Introduction
Since the late 1960s Amazonian forests have been exposed to unprecedented levels of disturbance, mainly as a result of the intensification of extensive mono-crop agriculture, cattle ranching, logging and the ecological footprints of urban areas (Davidson et al., Reference Davidson, de Araújo, Artaxo, Balch, Brown and Bustamante2012). Predictive models of deforestation estimate that 40% of these forests will be lost by 2050, and c. 25% of mammal species may lose > 40% of their habitat in the Amazon (Soares-Filho et al., Reference Soares-Filho, Nepstad, Curran, Cerqueira, Garcia and Ramos2006).
Habitat loss and fragmentation are considered to be the main direct threat to primates (Estrada et al., Reference Estrada, Garber, Rylands, Roos, Fernandez-Duque and Di Fiore2017). Neotropical primates, which spend all their lives in trees, rarely descending to the forest floor or crossing open areas, often occupy important trophic positions in forest food webs (Terborgh, Reference Terborgh1983). They have an important role as seed dispersers (Hawes & Peres, Reference Hawes and Peres2014) and their demise would cause cascading ecological effects. The black-faced black spider monkey Ateles chamek is an Amazonian primate species categorized as Endangered on the IUCN Red List (Wallace et al., Reference Wallace, Mittermeier, Cornejo and Boubli2008). The forests in the southern portion of its range are among the areas worst affected by deforestation as a result of the expanding Brazilian agricultural frontier, a region referred to as the arc of deforestation.

### EXTRACTED DATA
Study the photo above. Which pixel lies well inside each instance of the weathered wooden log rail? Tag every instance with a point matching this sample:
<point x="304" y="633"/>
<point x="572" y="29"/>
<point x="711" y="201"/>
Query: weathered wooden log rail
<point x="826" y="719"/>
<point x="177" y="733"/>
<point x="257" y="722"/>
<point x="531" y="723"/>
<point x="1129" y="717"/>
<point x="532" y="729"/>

### OBJECTIVE
List every cause the Amazon forests introduction gives for the disturbance Amazonian forests have faced since the late 1960s.

### FULL OUTPUT
- Intensification of extensive mono-crop agriculture
- Cattle ranching
- Logging
- The ecological footprints of urban areas